***** Supplied data
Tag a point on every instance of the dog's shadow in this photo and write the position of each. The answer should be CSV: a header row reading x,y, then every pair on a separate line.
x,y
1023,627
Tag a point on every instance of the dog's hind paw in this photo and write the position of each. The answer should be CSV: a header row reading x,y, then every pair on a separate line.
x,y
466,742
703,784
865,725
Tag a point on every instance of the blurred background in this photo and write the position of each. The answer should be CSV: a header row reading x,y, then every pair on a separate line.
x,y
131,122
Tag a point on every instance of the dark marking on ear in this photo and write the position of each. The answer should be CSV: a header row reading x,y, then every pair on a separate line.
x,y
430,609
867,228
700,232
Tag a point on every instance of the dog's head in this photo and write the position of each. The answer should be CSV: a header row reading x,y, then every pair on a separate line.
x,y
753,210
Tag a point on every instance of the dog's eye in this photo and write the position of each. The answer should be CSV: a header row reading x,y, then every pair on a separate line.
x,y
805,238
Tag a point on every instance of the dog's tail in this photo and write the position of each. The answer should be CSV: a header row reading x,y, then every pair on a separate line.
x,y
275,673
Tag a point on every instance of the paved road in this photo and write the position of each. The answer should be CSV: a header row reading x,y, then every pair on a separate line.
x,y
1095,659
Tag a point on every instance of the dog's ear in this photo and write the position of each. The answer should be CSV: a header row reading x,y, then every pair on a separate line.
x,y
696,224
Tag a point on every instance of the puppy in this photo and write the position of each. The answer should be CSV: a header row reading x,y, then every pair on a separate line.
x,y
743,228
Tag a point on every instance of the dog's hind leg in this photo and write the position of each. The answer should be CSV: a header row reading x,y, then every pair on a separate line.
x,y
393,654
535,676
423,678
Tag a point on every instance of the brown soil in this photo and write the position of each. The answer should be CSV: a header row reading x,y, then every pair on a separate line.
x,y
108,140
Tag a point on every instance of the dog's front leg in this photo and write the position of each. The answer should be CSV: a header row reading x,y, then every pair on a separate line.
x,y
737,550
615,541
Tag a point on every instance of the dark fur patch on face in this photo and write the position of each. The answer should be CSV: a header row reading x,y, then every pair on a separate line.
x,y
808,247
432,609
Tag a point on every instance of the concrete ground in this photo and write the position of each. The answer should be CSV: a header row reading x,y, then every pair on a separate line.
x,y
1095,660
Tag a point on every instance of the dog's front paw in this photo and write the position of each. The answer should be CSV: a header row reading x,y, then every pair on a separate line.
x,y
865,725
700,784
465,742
**********
→ What you need to do: Give all of the entries again, word for word.

→ Exercise response:
Tag a point on every instance of the dog's shadow in this photo and write the position of each. The answer should be CSV: a header row reading x,y, then every pair on a separate line.
x,y
1023,627
Tag a point on every instance of the dog's hind paw in this photo and write the position of each. The answer should be CSV: a header row reading x,y, then every pair on a separate line.
x,y
466,742
703,784
865,725
Tag a point on every instance of the blurred background in this photo and write the position of each. The answer should be CSV: a header row reading x,y, then every pair on a separate line.
x,y
131,122
Tag a point on every instance of the dark marking on ear in this photo and write the position of each. The answer should be CSV: a header row reading x,y, then every pair on a separate line.
x,y
430,609
867,228
700,232
Tag a point on every instance of the dog's head in this photo and write the position of each. The answer should be CSV: a header row reading x,y, then every pair on a separate line.
x,y
753,210
Tag a point on every instance of the dog's eye in this photo and write the position of each. The answer should be CSV: a header row reading x,y, then every pair on a separate line.
x,y
805,238
Tag a point on every instance of the dog's tail in this photo and write the position of each. The answer should be CSV: a header row reading x,y, then every pair on a separate line.
x,y
275,673
Tag a point on every instance of the paved road in this photo and write the position of each. The answer should be CSV: a header row reading x,y, then every pair on a separate line.
x,y
1095,659
Tag a point on every instance of the dog's ear in this photo and write the position of each. The answer should be CSV: a header row reading x,y, then every pair on a separate line.
x,y
696,224
Tag a point on every instance of the puppy in this photo and write the position of each. The answer should be CSV: a header row reading x,y, then every pair on a separate line.
x,y
743,228
Tag a point on every instance of the dog's hind leg in this photo and write the position of each. The answer should be CSV: a header row reading x,y, then every pair on a separate line.
x,y
393,654
535,676
423,678
Tag a point on every instance of the brown soil in this photo and write the position of each. The answer should be CSV: a header row reading x,y, then every pair on a separate line.
x,y
108,140
Tag a point on every instance of the dog's front leg in this photo and write the position of each. The answer should be CSV: a header row reading x,y, then every pair on a separate line.
x,y
737,550
615,541
Tag a point on every instance of the dark fur patch on face in this photo and write the position of each. The answer should be CSV: a header row reading x,y, then every pair on a separate line.
x,y
808,247
432,609
Tag a point on every instance of the concrete ground in this photo and write the position of each. The answer should be CSV: a header row reading x,y, then every pair on a separate line.
x,y
1095,660
Tag a point on every instance of the dog's front paw in this photo and write the position of each. The answer should be CSV: a header row reading x,y, then every pair on a separate line.
x,y
865,725
700,784
465,742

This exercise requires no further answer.